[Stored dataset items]
##############################

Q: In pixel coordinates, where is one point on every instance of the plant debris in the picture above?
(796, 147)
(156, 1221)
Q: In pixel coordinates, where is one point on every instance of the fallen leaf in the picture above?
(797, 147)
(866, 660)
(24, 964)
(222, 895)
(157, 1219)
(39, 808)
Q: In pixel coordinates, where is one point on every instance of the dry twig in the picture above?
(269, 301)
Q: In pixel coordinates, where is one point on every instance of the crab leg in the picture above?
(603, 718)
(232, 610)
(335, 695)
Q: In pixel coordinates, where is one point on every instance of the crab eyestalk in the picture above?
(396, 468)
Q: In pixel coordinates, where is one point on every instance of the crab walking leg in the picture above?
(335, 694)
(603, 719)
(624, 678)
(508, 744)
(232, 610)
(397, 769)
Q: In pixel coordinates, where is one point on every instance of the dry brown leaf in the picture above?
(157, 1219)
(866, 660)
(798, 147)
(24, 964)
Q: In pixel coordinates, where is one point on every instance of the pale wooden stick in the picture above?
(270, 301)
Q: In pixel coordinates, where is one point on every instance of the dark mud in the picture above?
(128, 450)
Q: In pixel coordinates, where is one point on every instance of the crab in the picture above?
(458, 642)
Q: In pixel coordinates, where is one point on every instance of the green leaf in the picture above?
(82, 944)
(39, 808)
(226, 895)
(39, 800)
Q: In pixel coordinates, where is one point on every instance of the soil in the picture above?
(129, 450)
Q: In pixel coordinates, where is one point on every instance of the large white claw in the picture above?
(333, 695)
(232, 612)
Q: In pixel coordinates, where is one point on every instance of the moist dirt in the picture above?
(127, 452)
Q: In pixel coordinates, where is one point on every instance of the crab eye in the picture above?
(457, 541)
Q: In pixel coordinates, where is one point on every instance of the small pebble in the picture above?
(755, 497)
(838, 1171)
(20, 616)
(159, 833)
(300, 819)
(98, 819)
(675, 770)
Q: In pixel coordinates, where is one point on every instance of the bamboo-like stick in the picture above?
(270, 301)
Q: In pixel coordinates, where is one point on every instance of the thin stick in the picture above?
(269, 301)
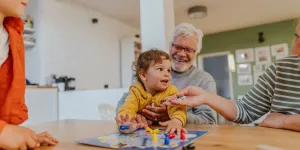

##############################

Written problem => Copy out every item above with each "in the picture above" swapped for "in the image above" and everything else unchanged. Leave the picture out of your answer.

Result for this task =>
Q: In pixel coordinates, where is one point on every instance of the plant debris in the image above?
(796, 147)
(156, 1221)
Q: In pixel coordinates, where is one point on every instance of the fallen leaf in the image above?
(797, 147)
(866, 660)
(24, 964)
(222, 895)
(157, 1219)
(39, 808)
Q: In pixel coordinates, where is one point on every instance of the dry twig in the image above?
(269, 301)
Q: In pixel coordinates, where is one point on every instance of the crab leg in the image above?
(603, 718)
(232, 610)
(335, 695)
Q: In pixel coordinates, where is one point on every instance of the crab eyestalk in the image above?
(396, 468)
Q: In pixel coordinates, where is one point on every instance of the crab walking leg in the image above?
(335, 694)
(603, 719)
(624, 678)
(508, 744)
(232, 610)
(397, 769)
Q: In pixel coordinates, where is one point on every instance of the dry brown leaf in the image above?
(157, 1219)
(866, 660)
(798, 147)
(24, 964)
Q: In pixel coordinates, where is one point on every instance of the pale wooden stick in the image above?
(270, 301)
Q: In pixel coordinates, where is one point on every instance of the dark mud in the image above?
(128, 450)
Q: In pixel coordinates, where is one point on every instance of the crab in the image above?
(458, 642)
Q: In pixel coordinates, where is one point on every instance of the green leaf in the image above?
(82, 944)
(39, 808)
(226, 895)
(39, 800)
Q: In pixel coordinates, where is one point on every instance of the soil in the image above?
(129, 450)
Q: In pixel coordinates, where is one point on every instance of the large white claw in the image above?
(333, 695)
(232, 612)
Q: In pixel coordinates, where is one point on every instance of the moist dirt in the image above?
(127, 452)
Q: In pixel coordinates, where is one point on every instance of the crab eye in the image above?
(457, 541)
Q: In pixel coordinates, where is one point on every instance of the small pebble in the image above?
(755, 497)
(838, 1171)
(20, 616)
(159, 833)
(300, 819)
(98, 819)
(675, 770)
Q: In pixel coordinates, where is one point on every instance of the bamboo-like stick in the image above?
(270, 301)
Q: In pixel coordinates, where is one point on every instance of the thin stick in the image above?
(269, 301)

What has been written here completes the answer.